Task brief: Give the lines below again, from the line with "Exercise. For every instance of the cheek, find" to the line with "[(224, 115)]", with "cheek" swapped out for "chin" and everything else unchanged.
** BEGIN Input data **
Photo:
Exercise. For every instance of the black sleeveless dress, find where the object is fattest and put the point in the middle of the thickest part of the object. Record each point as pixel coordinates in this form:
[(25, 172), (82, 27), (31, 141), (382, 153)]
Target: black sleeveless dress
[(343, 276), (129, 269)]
** END Input data **
** BEGIN Input data **
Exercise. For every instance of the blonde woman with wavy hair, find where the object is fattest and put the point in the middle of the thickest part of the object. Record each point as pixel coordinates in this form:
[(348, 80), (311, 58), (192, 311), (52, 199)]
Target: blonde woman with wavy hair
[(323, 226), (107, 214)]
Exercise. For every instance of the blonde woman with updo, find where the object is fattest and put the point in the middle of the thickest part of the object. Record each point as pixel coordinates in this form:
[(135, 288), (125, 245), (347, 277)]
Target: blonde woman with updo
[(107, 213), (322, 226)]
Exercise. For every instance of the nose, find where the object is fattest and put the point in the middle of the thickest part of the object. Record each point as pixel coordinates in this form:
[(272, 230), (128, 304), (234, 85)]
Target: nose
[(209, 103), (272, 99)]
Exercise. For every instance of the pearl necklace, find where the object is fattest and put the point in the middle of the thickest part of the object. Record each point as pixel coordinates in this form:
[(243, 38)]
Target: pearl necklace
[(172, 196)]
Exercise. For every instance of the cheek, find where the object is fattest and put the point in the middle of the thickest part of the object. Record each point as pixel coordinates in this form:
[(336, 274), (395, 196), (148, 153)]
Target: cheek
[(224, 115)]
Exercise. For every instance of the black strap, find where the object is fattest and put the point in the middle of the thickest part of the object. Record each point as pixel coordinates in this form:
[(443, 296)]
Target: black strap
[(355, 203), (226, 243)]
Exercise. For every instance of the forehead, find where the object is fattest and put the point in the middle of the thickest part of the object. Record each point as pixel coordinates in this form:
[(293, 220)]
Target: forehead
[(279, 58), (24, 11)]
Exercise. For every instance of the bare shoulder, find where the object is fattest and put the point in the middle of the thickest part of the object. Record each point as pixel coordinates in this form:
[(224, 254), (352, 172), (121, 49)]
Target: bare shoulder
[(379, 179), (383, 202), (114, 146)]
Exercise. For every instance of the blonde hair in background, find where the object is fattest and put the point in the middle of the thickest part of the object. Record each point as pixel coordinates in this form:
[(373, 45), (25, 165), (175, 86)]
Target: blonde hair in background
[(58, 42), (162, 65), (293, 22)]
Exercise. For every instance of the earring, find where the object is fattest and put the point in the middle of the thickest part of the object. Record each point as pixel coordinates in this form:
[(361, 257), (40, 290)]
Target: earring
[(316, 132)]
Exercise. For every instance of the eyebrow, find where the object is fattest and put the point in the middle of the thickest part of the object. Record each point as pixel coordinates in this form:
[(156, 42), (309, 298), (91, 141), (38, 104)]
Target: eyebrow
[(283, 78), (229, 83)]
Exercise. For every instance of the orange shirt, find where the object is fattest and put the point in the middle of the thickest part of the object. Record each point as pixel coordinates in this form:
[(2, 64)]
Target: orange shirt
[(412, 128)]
** END Input data **
** BEGIN Input data **
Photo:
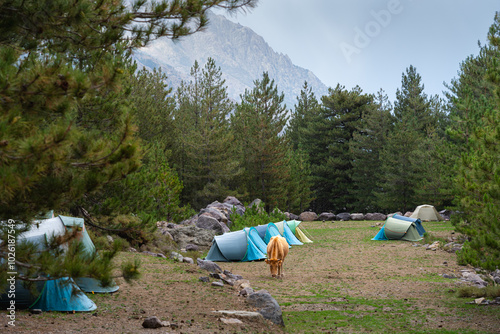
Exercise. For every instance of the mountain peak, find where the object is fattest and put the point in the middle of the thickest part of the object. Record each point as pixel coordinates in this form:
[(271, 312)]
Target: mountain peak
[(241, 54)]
** END Input data **
Answer:
Exercise. For every instance of the chin, find where the object is fattest and put the point in the middle of the thickest part of the object. Record each point as pixel coordinates in this form:
[(336, 274), (395, 196), (148, 153)]
Target: chin
[(224, 115)]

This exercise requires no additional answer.